### Written instruction
Please set out each line of the material below as a Markdown table with the columns "Number" and "Text", numbering the rows in order and skipping blank lines. Omit the pictures from the table.

Records
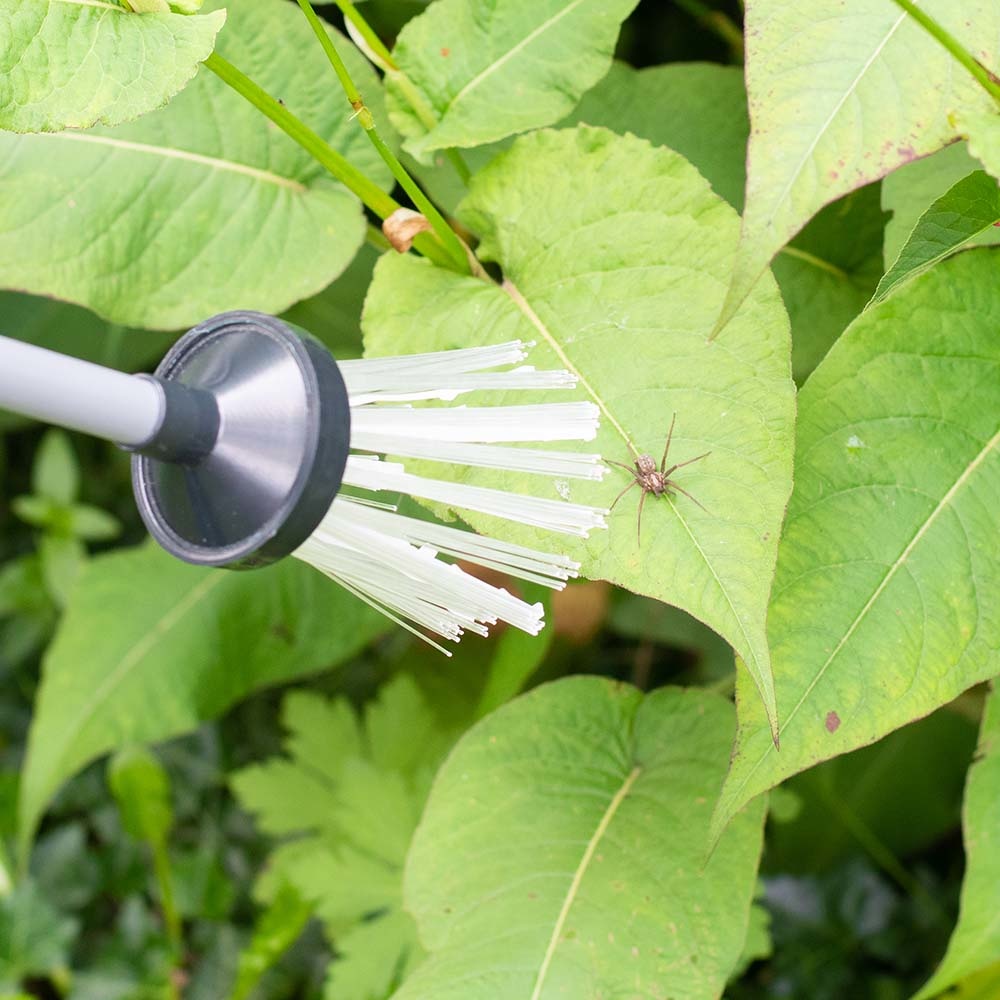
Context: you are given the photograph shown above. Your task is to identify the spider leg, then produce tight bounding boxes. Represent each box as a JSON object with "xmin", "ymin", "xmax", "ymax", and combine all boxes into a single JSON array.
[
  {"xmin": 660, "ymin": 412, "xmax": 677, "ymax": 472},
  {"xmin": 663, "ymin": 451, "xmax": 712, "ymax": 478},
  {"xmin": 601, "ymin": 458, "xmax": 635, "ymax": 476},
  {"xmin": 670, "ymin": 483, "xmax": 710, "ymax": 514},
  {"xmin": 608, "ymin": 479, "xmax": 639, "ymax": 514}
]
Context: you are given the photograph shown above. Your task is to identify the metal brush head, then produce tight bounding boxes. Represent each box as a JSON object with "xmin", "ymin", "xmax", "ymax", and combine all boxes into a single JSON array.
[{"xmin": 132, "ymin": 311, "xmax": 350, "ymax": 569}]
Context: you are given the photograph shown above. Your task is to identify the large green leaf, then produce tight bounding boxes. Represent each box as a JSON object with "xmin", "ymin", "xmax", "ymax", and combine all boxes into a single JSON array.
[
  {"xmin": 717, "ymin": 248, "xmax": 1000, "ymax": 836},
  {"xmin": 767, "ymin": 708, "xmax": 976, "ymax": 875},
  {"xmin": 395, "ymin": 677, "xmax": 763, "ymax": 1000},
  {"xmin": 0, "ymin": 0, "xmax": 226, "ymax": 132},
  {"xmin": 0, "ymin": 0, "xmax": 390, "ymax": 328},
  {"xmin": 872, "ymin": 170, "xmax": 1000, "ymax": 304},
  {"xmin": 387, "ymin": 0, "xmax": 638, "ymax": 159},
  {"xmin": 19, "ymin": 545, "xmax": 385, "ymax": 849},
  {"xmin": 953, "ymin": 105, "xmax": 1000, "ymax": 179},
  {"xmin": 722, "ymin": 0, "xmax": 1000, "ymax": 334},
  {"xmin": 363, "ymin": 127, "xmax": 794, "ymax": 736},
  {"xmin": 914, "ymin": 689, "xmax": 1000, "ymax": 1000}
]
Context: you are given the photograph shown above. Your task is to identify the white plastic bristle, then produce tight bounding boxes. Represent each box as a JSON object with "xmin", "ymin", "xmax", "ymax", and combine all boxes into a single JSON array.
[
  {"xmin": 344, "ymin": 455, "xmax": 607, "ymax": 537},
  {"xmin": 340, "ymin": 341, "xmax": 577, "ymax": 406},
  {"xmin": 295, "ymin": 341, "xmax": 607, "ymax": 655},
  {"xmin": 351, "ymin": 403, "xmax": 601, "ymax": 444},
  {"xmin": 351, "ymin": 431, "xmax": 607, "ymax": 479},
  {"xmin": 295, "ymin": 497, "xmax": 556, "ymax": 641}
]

### Response below
| Number | Text |
|---|---|
| 1 | Context: you are given the photograph shown above. Your task is to identify the spider leg, then produce tight bounding boxes. Represent each box as a JSON object with "xmin", "ymin", "xmax", "ymax", and combine all boxes into a single JSON array. |
| 2 | [ |
| 3 |   {"xmin": 660, "ymin": 412, "xmax": 677, "ymax": 472}, |
| 4 |   {"xmin": 663, "ymin": 451, "xmax": 712, "ymax": 478}, |
| 5 |   {"xmin": 601, "ymin": 458, "xmax": 635, "ymax": 476}, |
| 6 |   {"xmin": 670, "ymin": 483, "xmax": 710, "ymax": 514}, |
| 7 |   {"xmin": 608, "ymin": 479, "xmax": 639, "ymax": 514} |
| 8 | ] |
| 9 | Context: you are given the photograph shown above. Your task is to identify the metal brush head, then produce tight bounding boxes. Represent each box as a JSON object with "xmin", "ymin", "xmax", "ymax", and combine all boxes into a single JSON array. |
| 10 | [{"xmin": 132, "ymin": 311, "xmax": 350, "ymax": 569}] |
| 11 | Context: you are given the photograph shown above. Your task is to identify the large green leaf, then produce tight bounding boxes. Represent each box as a JSON object with "xmin", "ymin", "xmax", "ymax", and combine all boxes into a single JSON array. |
| 12 | [ |
| 13 |   {"xmin": 717, "ymin": 248, "xmax": 1000, "ymax": 836}, |
| 14 |   {"xmin": 767, "ymin": 708, "xmax": 976, "ymax": 875}, |
| 15 |   {"xmin": 395, "ymin": 677, "xmax": 763, "ymax": 1000}, |
| 16 |   {"xmin": 0, "ymin": 0, "xmax": 226, "ymax": 132}, |
| 17 |   {"xmin": 0, "ymin": 0, "xmax": 390, "ymax": 328}, |
| 18 |   {"xmin": 872, "ymin": 170, "xmax": 1000, "ymax": 304}, |
| 19 |   {"xmin": 387, "ymin": 0, "xmax": 638, "ymax": 159}, |
| 20 |   {"xmin": 19, "ymin": 545, "xmax": 385, "ymax": 849}, |
| 21 |   {"xmin": 953, "ymin": 105, "xmax": 1000, "ymax": 179}, |
| 22 |   {"xmin": 722, "ymin": 0, "xmax": 1000, "ymax": 334}, |
| 23 |   {"xmin": 363, "ymin": 127, "xmax": 794, "ymax": 736}, |
| 24 |   {"xmin": 914, "ymin": 689, "xmax": 1000, "ymax": 1000} |
| 25 | ] |
| 26 | Context: you are given the photograph shown above. Your task is to identify the white plastic bristle, then produce tight bounding boxes. Represent each box as a JSON object with "xmin", "ymin", "xmax", "ymax", and combine all boxes into a single JSON array. |
| 27 | [ |
| 28 |   {"xmin": 344, "ymin": 455, "xmax": 607, "ymax": 537}, |
| 29 |   {"xmin": 340, "ymin": 341, "xmax": 577, "ymax": 406}, |
| 30 |   {"xmin": 295, "ymin": 341, "xmax": 607, "ymax": 655}, |
| 31 |   {"xmin": 351, "ymin": 403, "xmax": 601, "ymax": 444}, |
| 32 |   {"xmin": 351, "ymin": 431, "xmax": 607, "ymax": 479}, |
| 33 |   {"xmin": 295, "ymin": 497, "xmax": 556, "ymax": 641} |
| 34 | ] |